Using the listing below, print the line containing "Target: lower kitchen cabinet", the line containing "person standing, one", and each line between them, exactly and nothing else. Pictures stay out of the print.

─── Records for processing ───

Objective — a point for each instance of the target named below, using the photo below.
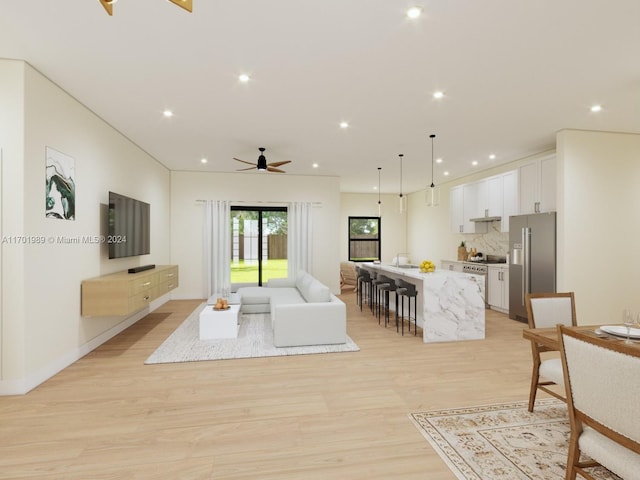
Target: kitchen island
(450, 306)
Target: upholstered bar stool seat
(363, 286)
(409, 291)
(385, 287)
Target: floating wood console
(124, 293)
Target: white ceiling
(513, 72)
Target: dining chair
(603, 388)
(548, 310)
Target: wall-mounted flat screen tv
(129, 226)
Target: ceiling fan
(262, 164)
(186, 4)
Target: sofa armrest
(281, 283)
(309, 323)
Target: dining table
(548, 336)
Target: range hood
(485, 219)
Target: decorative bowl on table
(427, 266)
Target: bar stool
(408, 290)
(375, 303)
(364, 286)
(385, 288)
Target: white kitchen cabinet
(537, 185)
(463, 206)
(489, 197)
(510, 201)
(498, 282)
(451, 266)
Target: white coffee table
(219, 323)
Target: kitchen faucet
(398, 258)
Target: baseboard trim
(22, 386)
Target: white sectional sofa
(303, 310)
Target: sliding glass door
(258, 245)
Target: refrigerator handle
(526, 261)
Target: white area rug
(255, 339)
(502, 442)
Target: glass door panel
(258, 245)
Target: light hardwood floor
(328, 416)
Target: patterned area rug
(502, 442)
(255, 339)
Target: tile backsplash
(494, 242)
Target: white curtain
(217, 246)
(299, 242)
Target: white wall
(598, 222)
(12, 292)
(248, 189)
(43, 331)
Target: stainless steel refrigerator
(532, 259)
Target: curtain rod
(257, 201)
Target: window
(364, 239)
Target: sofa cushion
(312, 290)
(254, 295)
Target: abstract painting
(60, 185)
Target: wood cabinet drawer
(120, 294)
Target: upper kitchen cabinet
(538, 185)
(509, 198)
(464, 206)
(498, 198)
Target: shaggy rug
(255, 339)
(502, 442)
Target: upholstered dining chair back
(603, 389)
(551, 309)
(548, 310)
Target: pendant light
(379, 201)
(433, 192)
(403, 200)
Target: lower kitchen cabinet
(498, 281)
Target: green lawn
(248, 273)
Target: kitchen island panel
(450, 302)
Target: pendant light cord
(432, 137)
(402, 155)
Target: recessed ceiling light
(414, 12)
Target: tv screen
(129, 226)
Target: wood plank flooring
(328, 416)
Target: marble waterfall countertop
(450, 305)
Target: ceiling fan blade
(244, 161)
(108, 6)
(279, 164)
(186, 4)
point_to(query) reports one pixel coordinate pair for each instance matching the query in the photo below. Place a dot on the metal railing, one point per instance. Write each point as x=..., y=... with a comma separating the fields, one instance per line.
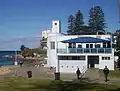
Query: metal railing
x=84, y=50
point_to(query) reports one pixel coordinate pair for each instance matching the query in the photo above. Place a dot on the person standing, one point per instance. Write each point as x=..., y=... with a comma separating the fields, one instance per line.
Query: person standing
x=78, y=73
x=106, y=72
x=21, y=63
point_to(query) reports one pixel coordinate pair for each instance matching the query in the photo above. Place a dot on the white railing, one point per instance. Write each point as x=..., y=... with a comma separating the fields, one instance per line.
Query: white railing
x=84, y=50
x=84, y=70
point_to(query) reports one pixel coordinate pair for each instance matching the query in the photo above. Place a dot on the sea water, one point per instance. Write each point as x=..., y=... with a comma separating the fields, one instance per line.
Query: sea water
x=4, y=61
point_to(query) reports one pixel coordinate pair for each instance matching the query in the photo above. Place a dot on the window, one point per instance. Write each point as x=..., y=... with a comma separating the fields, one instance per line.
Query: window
x=108, y=45
x=105, y=58
x=55, y=23
x=97, y=45
x=104, y=45
x=70, y=45
x=91, y=45
x=108, y=58
x=74, y=45
x=87, y=45
x=102, y=58
x=81, y=58
x=52, y=45
x=79, y=46
x=69, y=57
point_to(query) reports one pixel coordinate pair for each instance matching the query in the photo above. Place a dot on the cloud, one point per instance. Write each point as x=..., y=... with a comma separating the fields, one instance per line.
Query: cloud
x=31, y=41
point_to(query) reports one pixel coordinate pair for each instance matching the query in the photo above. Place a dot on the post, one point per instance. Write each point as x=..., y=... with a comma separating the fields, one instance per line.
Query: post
x=57, y=73
x=119, y=10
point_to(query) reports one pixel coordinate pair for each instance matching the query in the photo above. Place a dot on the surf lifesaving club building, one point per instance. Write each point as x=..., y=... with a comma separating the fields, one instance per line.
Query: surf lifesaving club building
x=68, y=52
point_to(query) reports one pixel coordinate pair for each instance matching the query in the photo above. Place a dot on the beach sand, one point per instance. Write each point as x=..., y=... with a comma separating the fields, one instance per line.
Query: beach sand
x=7, y=69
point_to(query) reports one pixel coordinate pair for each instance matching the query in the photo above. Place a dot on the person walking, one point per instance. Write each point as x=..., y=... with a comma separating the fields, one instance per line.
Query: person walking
x=106, y=72
x=21, y=63
x=78, y=73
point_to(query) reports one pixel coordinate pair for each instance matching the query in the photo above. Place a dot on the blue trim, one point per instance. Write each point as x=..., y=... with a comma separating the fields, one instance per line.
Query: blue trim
x=86, y=40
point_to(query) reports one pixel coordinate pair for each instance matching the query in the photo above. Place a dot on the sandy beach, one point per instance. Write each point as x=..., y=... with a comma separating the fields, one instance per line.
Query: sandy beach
x=7, y=69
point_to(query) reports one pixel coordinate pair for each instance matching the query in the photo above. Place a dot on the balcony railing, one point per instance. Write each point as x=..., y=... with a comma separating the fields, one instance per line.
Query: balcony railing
x=85, y=50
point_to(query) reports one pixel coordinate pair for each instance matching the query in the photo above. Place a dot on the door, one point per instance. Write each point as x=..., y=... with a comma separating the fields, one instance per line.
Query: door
x=92, y=61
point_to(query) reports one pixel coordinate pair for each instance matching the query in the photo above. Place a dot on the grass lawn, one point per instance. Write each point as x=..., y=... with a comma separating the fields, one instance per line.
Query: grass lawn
x=112, y=74
x=24, y=84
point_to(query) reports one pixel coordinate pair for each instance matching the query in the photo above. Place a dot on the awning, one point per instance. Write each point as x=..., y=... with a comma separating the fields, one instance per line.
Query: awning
x=86, y=40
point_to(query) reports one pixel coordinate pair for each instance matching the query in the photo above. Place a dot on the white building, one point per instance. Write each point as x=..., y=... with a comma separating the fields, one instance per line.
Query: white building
x=44, y=33
x=69, y=52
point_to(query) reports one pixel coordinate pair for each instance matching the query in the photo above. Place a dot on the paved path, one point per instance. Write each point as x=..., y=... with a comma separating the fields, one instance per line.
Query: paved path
x=40, y=72
x=92, y=75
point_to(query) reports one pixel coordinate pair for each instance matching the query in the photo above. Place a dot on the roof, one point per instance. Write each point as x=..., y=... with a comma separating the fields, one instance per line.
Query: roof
x=85, y=40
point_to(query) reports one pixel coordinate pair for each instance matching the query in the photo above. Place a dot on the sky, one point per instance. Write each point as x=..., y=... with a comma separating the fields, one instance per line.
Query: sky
x=22, y=20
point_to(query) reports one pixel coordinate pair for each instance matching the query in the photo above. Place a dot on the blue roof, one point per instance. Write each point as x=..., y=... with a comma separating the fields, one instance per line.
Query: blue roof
x=86, y=40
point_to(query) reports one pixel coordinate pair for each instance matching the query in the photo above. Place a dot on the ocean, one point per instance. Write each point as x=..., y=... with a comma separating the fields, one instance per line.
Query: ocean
x=4, y=61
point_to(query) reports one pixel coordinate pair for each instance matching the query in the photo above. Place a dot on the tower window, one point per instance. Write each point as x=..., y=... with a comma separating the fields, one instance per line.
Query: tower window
x=55, y=23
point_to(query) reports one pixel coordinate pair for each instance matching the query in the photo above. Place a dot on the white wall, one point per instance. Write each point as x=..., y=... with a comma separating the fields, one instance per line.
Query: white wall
x=75, y=63
x=108, y=63
x=45, y=33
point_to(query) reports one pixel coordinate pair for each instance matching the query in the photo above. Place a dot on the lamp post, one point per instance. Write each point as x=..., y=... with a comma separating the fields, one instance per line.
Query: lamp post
x=119, y=10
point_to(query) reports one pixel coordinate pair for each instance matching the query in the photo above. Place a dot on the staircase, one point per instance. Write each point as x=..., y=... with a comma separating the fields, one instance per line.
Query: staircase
x=92, y=74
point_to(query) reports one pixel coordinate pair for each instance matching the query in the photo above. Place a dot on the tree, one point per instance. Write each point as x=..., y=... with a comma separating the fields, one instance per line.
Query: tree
x=96, y=19
x=78, y=22
x=71, y=20
x=22, y=48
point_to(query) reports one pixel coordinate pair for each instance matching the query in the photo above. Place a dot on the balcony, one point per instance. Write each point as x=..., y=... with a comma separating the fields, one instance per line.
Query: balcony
x=85, y=50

───

◆ Solution to the problem
Target: lower kitchen cabinet
(498, 281)
Target: green lawn
(248, 273)
Target: kitchen island panel
(450, 302)
Target: pendant light cord
(432, 137)
(402, 155)
Target: recessed ceiling light
(414, 12)
Target: tv screen
(129, 226)
Target: wood plank flooring
(328, 416)
Target: marble waterfall countertop
(450, 305)
Target: ceiling fan blade
(244, 161)
(108, 6)
(279, 164)
(186, 4)
point_to(query) reports one pixel coordinate pair for each instance matching the query in the photo below. Place a dot on the metal railing, one point per instance. Write each point as x=..., y=... with a comma separating the fields, one instance per line.
Query: metal railing
x=84, y=50
point_to(query) reports one pixel coordinate pair for each instance matching the query in the photo above. Place a dot on the person standing, one point per instance. Write each point as x=..., y=... with a comma separating the fields, one instance per line.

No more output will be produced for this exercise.